### Fragmento para leer

Opinión

‘Tomar las aguas’ en la temporada de Mondariz

“La nobleza y la alta burguesía del siglo XVIII intenta paliar la ‘nostalgia por el campo’, lugar de la inocencia perdida divinizado por Rousseau, con la creación de sus propias ‘vaquerías’ y otros edificios pintorescamente rústicos. James Malton, autor de un volumen dedicado a diseños de villas, publicado en 1802, afirmaba: ‘Los sabios, los virtuosamente independientes, que prefieren el puro y tranquilo retiro del campo, a las fétidas alegrías de la ciudad tumultuosa, son los que tienen las mayores probabilidades de disfrutar esa bendición de la vida, la felicidad’. Esta idea, que ha llegado prácticamente inalterable hasta hoy, está en la base del balneario”, afirma Yolanda Pérez Sánchez, responsable del texto histórico de la enriquecedora obra –documentación y fotografías de época– titulada Buvette, Fundación Mondariz Balneario. Aguas de Mondariz, Fuente del Val, S.A., 2008.

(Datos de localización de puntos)
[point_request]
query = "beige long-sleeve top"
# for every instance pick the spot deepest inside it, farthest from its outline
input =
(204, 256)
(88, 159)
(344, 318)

### Actividad A
Enumera todas las personas que aparecen con su nombre en el fragmento sobre Mondariz.
### Actividad B
Indica si cada afirmación coincide con el fragmento sobre Mondariz, contestando sí o no y citando literalmente las palabras del fragmento que lo deciden. (i) El volumen de James Malton dedicado a diseños de villas se publicó en 1802. (ii) Yolanda Pérez Sánchez es la responsable de las fotografías de la obra Buvette. (iii) Según el fragmento, la idea del retiro en el campo ha cambiado mucho hasta hoy.

### Respuesta A
Rousseau, James Malton y Yolanda Pérez Sánchez.

### Respuesta B
(i) Sí: «publicado en 1802».
(ii) No: «responsable del texto histórico».
(iii) No: «ha llegado prácticamente inalterable hasta hoy».